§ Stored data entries
* * * * *
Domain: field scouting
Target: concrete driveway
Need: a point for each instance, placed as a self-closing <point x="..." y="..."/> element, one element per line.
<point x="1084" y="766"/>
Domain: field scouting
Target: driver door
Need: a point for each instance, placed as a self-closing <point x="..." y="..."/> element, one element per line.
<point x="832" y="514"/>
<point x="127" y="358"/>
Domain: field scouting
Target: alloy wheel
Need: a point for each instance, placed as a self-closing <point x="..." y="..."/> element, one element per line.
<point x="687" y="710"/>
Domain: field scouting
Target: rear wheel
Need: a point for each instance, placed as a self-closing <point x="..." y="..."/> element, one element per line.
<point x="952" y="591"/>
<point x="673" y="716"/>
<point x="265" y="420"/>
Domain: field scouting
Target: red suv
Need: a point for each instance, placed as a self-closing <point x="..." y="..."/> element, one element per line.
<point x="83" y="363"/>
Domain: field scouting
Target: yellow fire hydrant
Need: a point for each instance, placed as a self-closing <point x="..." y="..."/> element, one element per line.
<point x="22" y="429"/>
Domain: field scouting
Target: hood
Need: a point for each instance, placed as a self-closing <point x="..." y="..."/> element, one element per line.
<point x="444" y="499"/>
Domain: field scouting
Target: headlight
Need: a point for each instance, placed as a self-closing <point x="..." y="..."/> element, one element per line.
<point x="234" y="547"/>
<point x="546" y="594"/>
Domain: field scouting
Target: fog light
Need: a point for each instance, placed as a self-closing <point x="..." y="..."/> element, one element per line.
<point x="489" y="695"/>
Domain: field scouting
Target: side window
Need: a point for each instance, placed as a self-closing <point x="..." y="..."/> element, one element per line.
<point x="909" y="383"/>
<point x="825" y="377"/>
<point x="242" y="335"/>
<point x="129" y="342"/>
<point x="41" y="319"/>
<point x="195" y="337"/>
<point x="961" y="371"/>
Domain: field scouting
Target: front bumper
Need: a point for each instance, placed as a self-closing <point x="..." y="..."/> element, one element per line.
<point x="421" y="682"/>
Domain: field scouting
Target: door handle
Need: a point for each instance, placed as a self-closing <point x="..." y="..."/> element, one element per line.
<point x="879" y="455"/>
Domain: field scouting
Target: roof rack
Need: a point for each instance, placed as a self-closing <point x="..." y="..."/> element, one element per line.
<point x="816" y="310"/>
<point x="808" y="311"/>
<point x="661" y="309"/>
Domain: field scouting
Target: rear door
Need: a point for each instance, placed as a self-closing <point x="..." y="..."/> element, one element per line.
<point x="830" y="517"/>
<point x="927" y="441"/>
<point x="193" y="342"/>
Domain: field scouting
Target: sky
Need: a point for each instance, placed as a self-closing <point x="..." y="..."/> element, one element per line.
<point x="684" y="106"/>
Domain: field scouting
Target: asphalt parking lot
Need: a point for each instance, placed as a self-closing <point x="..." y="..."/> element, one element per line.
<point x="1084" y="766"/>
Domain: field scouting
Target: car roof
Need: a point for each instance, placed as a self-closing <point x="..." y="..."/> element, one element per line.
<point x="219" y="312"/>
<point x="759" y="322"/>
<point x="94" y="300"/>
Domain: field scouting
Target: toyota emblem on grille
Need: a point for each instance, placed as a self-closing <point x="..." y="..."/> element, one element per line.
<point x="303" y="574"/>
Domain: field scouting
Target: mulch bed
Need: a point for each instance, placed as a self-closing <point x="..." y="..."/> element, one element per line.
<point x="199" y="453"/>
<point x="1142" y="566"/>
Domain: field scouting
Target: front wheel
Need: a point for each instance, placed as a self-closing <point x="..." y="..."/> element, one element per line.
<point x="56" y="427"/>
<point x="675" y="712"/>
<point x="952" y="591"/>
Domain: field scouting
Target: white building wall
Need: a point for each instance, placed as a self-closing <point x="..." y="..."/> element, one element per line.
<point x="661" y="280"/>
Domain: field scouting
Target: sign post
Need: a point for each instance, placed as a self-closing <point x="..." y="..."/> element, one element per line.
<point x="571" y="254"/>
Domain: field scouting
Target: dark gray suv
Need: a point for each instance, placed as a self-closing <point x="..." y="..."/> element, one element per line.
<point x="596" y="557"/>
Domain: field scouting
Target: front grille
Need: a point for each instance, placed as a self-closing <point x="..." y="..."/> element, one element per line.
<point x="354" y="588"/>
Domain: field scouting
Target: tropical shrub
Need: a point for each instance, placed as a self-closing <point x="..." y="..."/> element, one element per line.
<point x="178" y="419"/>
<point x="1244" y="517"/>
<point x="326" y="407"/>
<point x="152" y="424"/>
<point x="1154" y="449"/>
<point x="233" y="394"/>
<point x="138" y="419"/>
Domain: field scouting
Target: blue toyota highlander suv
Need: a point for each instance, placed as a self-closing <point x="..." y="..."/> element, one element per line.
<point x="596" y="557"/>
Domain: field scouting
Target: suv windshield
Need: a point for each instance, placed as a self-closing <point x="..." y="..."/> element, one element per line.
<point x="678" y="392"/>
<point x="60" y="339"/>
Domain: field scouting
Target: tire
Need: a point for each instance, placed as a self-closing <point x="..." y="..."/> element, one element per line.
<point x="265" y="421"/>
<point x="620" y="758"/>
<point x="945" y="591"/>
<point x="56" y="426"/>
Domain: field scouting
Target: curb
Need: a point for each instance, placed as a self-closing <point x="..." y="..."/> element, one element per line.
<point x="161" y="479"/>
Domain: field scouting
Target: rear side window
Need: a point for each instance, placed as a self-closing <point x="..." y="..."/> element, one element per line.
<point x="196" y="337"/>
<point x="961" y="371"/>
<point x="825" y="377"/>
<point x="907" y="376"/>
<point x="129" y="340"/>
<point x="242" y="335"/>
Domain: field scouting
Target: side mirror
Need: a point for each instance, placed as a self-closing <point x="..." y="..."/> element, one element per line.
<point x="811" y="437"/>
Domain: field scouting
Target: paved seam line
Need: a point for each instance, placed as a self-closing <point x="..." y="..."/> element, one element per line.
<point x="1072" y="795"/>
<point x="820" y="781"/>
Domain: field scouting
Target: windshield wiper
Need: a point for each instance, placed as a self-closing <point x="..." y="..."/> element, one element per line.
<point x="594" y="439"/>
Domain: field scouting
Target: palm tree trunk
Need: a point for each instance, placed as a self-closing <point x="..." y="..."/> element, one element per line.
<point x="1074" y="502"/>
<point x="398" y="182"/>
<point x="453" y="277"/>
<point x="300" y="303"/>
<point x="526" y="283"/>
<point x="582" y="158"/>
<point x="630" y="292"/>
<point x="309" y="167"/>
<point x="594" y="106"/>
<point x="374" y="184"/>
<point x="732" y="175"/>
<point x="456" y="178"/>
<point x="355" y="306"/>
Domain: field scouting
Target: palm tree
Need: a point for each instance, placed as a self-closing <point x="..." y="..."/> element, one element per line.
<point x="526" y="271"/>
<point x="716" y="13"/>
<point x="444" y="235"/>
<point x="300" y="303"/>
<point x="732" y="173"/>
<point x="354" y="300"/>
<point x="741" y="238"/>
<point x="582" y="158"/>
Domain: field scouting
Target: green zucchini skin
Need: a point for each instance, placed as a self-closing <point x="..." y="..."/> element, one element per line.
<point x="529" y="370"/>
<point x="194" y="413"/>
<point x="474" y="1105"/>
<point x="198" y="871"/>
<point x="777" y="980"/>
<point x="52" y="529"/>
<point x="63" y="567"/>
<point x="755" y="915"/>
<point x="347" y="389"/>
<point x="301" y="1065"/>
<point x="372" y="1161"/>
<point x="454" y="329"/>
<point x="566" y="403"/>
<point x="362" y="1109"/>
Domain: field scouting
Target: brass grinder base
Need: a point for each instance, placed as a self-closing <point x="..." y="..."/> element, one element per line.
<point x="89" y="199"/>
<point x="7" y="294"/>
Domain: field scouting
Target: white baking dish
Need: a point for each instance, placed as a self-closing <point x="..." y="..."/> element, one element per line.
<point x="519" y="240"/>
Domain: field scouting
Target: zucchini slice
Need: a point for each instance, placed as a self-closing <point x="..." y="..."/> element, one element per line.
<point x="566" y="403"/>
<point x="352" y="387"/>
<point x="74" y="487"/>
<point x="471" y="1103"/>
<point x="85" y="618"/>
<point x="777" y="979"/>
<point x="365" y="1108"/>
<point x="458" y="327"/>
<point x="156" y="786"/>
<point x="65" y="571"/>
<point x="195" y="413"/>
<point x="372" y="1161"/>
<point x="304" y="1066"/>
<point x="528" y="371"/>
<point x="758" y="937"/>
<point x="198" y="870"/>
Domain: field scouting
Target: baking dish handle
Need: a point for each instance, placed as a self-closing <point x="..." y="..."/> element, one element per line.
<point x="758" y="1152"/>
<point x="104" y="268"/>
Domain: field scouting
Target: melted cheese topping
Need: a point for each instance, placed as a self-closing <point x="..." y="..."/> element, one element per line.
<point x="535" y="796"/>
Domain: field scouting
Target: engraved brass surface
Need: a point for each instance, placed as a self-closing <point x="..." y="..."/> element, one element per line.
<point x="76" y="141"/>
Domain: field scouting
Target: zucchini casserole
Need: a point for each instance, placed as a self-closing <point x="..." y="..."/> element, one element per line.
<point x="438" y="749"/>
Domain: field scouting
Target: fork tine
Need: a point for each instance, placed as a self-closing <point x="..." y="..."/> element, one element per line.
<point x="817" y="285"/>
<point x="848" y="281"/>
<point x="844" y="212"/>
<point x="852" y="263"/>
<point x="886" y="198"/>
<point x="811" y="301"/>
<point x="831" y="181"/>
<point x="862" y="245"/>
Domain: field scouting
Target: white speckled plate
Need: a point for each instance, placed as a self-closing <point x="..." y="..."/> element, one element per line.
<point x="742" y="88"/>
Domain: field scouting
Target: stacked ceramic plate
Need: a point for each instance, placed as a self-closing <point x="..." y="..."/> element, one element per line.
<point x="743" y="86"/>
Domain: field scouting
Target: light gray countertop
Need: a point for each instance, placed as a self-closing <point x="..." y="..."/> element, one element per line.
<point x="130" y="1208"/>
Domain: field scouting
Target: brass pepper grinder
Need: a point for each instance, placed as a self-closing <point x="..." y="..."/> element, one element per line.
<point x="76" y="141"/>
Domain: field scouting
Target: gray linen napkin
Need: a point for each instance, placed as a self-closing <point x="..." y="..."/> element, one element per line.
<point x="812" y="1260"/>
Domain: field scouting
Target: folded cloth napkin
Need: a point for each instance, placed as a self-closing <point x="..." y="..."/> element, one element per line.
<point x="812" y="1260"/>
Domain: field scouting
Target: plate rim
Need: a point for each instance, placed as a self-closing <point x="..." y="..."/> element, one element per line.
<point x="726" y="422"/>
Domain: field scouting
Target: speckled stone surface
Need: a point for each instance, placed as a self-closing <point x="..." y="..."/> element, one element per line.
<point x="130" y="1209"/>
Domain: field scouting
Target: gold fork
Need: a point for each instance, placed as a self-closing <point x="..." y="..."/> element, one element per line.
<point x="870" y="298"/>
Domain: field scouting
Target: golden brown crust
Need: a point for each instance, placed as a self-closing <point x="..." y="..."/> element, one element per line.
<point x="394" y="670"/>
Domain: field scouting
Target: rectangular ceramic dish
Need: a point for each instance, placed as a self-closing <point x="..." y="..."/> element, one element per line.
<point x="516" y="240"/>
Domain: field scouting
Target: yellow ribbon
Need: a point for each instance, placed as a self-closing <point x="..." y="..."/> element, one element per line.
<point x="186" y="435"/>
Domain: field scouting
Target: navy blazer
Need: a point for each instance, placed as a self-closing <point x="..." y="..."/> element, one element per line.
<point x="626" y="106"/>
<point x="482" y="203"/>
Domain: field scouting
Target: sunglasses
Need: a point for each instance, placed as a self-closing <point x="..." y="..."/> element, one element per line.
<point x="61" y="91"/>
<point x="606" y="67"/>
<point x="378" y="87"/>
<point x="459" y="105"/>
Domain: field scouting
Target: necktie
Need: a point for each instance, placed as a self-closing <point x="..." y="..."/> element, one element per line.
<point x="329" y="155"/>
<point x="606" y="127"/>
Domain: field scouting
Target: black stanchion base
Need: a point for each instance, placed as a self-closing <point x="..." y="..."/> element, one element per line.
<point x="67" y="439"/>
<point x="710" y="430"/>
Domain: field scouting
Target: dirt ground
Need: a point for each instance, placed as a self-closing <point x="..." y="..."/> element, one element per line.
* * * * *
§ WORK TO BE COMPLETED
Go through the records and pull out each line that includes the word "napkin".

§ RESPONSE TO THE TASK
Target: gray linen napkin
Target: folded cloth napkin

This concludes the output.